# Problem statement
Each entry should be duplicated exactly, with no line missing.

┌──

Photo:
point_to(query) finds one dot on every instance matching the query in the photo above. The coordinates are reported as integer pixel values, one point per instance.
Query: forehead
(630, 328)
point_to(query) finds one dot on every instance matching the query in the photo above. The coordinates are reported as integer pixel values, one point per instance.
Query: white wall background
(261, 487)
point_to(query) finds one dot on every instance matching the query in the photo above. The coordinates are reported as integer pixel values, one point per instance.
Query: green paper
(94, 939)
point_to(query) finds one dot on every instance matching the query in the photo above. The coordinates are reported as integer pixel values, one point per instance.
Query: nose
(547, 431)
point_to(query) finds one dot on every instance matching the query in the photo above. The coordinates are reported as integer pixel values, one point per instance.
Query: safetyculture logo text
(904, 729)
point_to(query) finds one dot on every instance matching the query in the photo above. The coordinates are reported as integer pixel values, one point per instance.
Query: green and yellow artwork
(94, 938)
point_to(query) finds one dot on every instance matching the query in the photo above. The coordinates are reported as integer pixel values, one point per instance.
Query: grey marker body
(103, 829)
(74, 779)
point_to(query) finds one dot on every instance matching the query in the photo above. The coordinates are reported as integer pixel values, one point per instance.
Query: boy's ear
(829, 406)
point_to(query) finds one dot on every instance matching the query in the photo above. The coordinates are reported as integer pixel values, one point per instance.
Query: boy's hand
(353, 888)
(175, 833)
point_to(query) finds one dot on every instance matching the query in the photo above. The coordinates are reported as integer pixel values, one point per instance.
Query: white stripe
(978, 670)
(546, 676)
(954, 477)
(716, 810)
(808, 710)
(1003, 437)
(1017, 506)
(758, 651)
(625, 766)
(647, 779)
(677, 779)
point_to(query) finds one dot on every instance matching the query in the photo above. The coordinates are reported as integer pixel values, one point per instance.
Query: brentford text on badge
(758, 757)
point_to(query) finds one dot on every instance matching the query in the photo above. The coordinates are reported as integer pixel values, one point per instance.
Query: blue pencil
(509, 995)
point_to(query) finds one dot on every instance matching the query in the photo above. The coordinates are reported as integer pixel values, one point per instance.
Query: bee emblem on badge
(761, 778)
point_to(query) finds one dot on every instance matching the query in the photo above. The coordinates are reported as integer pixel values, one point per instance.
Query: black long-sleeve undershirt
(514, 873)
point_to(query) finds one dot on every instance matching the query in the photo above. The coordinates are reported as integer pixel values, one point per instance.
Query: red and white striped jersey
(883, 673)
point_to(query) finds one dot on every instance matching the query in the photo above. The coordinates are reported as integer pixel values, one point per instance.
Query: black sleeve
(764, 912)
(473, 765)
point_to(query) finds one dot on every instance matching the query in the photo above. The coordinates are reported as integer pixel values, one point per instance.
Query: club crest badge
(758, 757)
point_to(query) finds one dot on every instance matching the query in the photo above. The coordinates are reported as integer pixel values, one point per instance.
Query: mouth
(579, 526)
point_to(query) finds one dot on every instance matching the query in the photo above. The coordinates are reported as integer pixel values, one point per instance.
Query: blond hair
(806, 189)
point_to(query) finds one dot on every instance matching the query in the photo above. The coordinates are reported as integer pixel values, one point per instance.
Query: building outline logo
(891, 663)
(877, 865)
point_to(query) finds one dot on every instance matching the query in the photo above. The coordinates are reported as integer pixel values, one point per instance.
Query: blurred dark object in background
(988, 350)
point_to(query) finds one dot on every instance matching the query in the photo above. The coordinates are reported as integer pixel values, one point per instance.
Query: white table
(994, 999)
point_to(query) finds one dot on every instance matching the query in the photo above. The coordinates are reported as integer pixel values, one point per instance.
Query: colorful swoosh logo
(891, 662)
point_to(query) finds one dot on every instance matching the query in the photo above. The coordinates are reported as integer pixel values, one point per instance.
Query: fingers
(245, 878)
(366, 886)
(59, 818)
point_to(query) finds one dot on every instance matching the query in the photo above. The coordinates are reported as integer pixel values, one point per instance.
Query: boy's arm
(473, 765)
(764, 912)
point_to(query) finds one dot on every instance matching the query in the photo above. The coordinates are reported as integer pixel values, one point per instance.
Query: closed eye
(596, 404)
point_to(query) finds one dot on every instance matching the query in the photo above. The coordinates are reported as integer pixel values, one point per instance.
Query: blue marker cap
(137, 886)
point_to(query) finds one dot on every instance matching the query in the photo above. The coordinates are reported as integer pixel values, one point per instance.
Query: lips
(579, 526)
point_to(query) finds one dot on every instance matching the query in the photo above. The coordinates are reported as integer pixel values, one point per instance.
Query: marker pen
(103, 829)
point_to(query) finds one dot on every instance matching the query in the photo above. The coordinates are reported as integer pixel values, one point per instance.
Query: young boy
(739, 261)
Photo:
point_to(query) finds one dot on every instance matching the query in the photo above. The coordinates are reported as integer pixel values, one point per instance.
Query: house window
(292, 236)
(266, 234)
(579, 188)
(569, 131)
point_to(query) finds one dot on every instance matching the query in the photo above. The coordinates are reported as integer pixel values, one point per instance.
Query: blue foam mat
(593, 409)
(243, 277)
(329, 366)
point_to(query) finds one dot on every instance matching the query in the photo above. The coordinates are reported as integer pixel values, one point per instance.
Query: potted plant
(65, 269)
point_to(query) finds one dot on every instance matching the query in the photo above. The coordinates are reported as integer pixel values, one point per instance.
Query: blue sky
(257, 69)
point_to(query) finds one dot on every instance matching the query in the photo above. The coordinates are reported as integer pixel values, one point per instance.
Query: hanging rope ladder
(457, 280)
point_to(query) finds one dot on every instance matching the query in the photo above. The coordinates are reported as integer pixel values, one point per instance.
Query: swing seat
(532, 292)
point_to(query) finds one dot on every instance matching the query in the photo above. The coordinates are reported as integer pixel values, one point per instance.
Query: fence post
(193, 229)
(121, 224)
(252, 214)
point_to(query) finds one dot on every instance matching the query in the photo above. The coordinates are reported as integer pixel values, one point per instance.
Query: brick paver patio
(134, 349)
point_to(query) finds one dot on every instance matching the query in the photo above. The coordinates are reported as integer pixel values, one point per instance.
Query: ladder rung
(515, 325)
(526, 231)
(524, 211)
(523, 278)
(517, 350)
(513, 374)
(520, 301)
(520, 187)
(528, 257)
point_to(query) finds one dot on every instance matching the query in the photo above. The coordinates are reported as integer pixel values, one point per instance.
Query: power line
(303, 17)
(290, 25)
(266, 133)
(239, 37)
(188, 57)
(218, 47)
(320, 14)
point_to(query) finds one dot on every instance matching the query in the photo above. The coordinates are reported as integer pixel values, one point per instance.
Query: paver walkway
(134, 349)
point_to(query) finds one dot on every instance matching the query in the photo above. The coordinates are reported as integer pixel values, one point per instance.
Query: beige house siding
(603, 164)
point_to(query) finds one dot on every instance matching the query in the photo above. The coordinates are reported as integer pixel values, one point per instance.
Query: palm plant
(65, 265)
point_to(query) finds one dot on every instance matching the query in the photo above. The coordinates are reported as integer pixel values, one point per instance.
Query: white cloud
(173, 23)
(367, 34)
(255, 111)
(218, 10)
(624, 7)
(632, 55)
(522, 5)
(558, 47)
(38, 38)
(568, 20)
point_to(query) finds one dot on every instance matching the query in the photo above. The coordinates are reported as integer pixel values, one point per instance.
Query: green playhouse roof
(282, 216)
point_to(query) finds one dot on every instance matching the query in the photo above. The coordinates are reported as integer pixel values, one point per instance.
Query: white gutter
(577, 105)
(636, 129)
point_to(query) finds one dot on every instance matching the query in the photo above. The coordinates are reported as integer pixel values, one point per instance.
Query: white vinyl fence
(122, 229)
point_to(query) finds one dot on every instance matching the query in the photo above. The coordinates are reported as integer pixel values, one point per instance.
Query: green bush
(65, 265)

└──

# Result
Photo:
point_to(query) finds one dot on every instance matching the query in the photo above. The coordinates are reported as integer pixel values, one point per instance.
Query: forehead
(630, 328)
point_to(query) finds one dot on every instance matching the query in the photo above. The coordinates are reported as integer pixel values, one point per instance.
Query: white wall background
(261, 487)
point_to(query) finds one dot on every instance matching the query in the photo above. The coordinates are reported as integer pixel values, one point per instance.
Query: green paper
(94, 939)
point_to(query) finds one dot on every instance matching the query in the photo above. The coordinates are reported as integer pixel values, one point per instance.
Query: nose
(547, 431)
point_to(query) finds one dot on every instance matching the query in the photo above. The coordinates are reported as integer pixel values, one point per instance.
Query: safetyculture logo text
(904, 729)
point_to(query) finds one dot on every instance matching the query in the photo above. The coordinates are reported as integer pixel values, one point per instance.
Query: green and yellow artwork
(94, 938)
point_to(query) finds one dot on every instance matching the query in the photo above. The coordinates are reported as integer pixel values, one point per instance.
Query: grey marker body
(103, 829)
(74, 779)
point_to(query) finds one dot on every instance matching the query in the photo above. The coordinates are reported as integer pixel values, one point per instance.
Query: boy's ear
(829, 406)
point_to(query) finds one dot on every instance matching the query in the photo above. The coordinates are reported as integer pixel values, one point per instance.
Query: boy's hand
(353, 888)
(175, 833)
point_to(query) finds one dot on every instance matching the query in the photo above. The coordinates are reported as integer pixel values, one point per instance.
Query: white stripe
(978, 670)
(546, 676)
(954, 477)
(716, 810)
(808, 710)
(1003, 437)
(1017, 506)
(758, 651)
(625, 766)
(647, 779)
(677, 779)
point_to(query) finds one dot on every instance matching the query in the photo above. The coordinates are reported as integer pixel values, one point per instance.
Query: brentford text on badge
(758, 757)
point_to(query) finds one dot on every instance matching the query in the photo above. The coordinates are reported as integer pixel values, one point per instance.
Query: blue pencil
(509, 995)
point_to(query) finds one dot on every instance matching the query in the photo above. The coordinates are reported as integer pixel values, one point per instance.
Query: bee emblem on badge
(761, 778)
point_to(query) finds one dot on every instance matching the query in the photo above. The coordinates are reported as integer pixel values, one point per instance.
Query: black long-sleeve undershirt
(514, 873)
point_to(query) finds one dot on every instance matching the query in the photo above. The coordinates are reported as integer pixel values, one point per instance.
Query: red and white striped jersey
(883, 673)
point_to(query) finds one dot on every instance matching the query in the photo above. The coordinates are reported as integer pixel values, one point per instance.
Query: black sleeve
(764, 912)
(473, 765)
point_to(query) finds one dot on every instance matching the query in the photo above. The coordinates are reported as integer pixel values, one point per instance.
Query: club crest badge
(758, 757)
point_to(query) finds one dot on every instance matching the query in the photo above. The coordinates are reported as integer pixel values, one point per instance.
Query: mouth
(579, 526)
point_to(query) finds one dot on every instance matching the query in the photo above. The coordinates are reported as integer pixel values, one point per instance.
Query: blond hair
(806, 189)
point_to(query) finds one dot on every instance matching the query in the photo above. The coordinates are reported as integer pixel values, one point per instance.
Query: building outline logo
(891, 663)
(877, 865)
point_to(query) finds one dot on every instance matching the query in the photo above. The coordinates are reported as integer pixel values, one point per instance.
Query: blurred dark object in background
(988, 350)
point_to(query) finds one dot on every instance matching the query in the photo above. The coordinates are reported as integer pixel values, one point per instance.
Query: white table
(994, 999)
point_to(query) finds one dot on every instance matching the query in the photo above. The coordinates are reported as integer pixel values, one point per instance.
Query: colorful swoosh logo
(891, 662)
point_to(query) finds one dot on every instance matching the query in the photo above. The coordinates are reported as integer pixel values, one point per instance.
Query: fingers
(245, 878)
(366, 886)
(59, 818)
point_to(query) finds one dot on every instance matching the query in the photo above. The coordinates are reported as integer pixel values, one point per instance.
Query: boy's arm
(473, 765)
(764, 912)
point_to(query) finds one dot on every instance matching the query in the photo above. The coordinates are reported as integer pixel values, one point per instance.
Query: closed eye
(596, 404)
point_to(query) finds one dot on every instance matching the query in the photo above. The coordinates are reported as integer pixel values, one point per instance.
Query: blue marker cap
(137, 886)
point_to(query) finds one dot on every instance matching the query in the photo above. The coordinates are reported as integer pixel values, one point per instance.
Query: lips
(579, 526)
point_to(query) finds one dot on every instance matching the query in the photo above. The coordinates are reported as integer pixel values, one point per instance.
Query: marker pen
(103, 829)
point_to(query) finds one dot on every instance matching the query in the photo above. The coordinates are reported as integer pixel values, one point per instance.
Query: young boy
(739, 261)
Photo:
point_to(query) finds one dot on every instance matching the query in the photo above. The coordinates are reported as integer pixel values, one point per instance.
Query: house window
(292, 236)
(266, 234)
(579, 188)
(569, 131)
point_to(query) finds one dot on every instance matching the query in the photo above. The coordinates are reported as integer pixel values, one point per instance.
Query: blue foam mat
(593, 409)
(243, 277)
(329, 366)
point_to(query) finds one dot on every instance matching the query in the photo above. The coordinates are reported as integer pixel values, one point per instance.
Query: potted plant
(65, 269)
point_to(query) finds one dot on every instance matching the query in the photo above. The coordinates are reported as integer pixel values, one point per instance.
Query: blue sky
(257, 69)
point_to(query) finds one dot on every instance matching the query in the photo above. The coordinates are reported as integer pixel values, one point per instance.
Query: hanging rope ladder
(457, 280)
point_to(query) finds one dot on every instance matching the query in the photo above. The coordinates are reported as integer pixel values, one point per instance.
Query: swing seat
(532, 292)
point_to(query) finds one dot on every instance matching the query in the photo above. The coordinates are reported as integer pixel values, one point per instance.
Query: fence post
(193, 229)
(121, 224)
(252, 214)
point_to(query) finds one dot on every instance matching the query in the photo above. The coordinates are reported as integer pixel values, one point per instance.
Query: brick paver patio
(134, 349)
point_to(query) finds one dot on every instance matching the query in the photo above. The coordinates are reported as integer pixel values, one point per instance.
Query: ladder rung
(515, 325)
(526, 231)
(524, 211)
(523, 278)
(517, 350)
(513, 374)
(520, 301)
(520, 187)
(528, 257)
point_to(query) finds one dot on every instance matching the query in the photo above. The coordinates are reported as integer pixel values, one point per instance.
Query: power line
(303, 17)
(290, 25)
(266, 133)
(239, 37)
(188, 57)
(218, 47)
(320, 14)
point_to(query) finds one dot on every instance matching the query in the photo above. The coordinates are reported as integer pixel values, one point per instance.
Query: paver walkway
(134, 349)
point_to(query) finds one dot on every instance matching the query in the photo above. The coordinates are reported as integer pixel values, one point per instance.
Query: beige house siding
(603, 164)
point_to(query) finds one dot on every instance matching the query in the photo above. The coordinates are reported as integer pixel values, one point per instance.
Query: palm plant
(65, 265)
point_to(query) finds one dot on every instance matching the query in the photo above. The coordinates are reported as integer pixel values, one point per instance.
Query: white cloud
(173, 23)
(367, 34)
(255, 111)
(218, 10)
(624, 7)
(632, 55)
(522, 5)
(558, 47)
(38, 38)
(568, 20)
point_to(query) finds one dot on every instance matching the query in the photo above. The coordinates are reported as integer pixel values, one point per instance.
Query: green playhouse roof
(282, 216)
point_to(query) finds one dot on every instance matching the query in the photo above. The coordinates are reported as integer pixel values, one point per instance.
Query: white gutter
(577, 105)
(636, 129)
point_to(query) finds one dot on every instance matching the query in the photo above. The coordinates are reported as integer pixel values, one point per instance.
Query: white vinyl fence
(122, 229)
point_to(query) finds one dot on every instance matching the query in the photo above. The coordinates are reported as integer pixel values, one point per instance.
Query: green bush
(65, 265)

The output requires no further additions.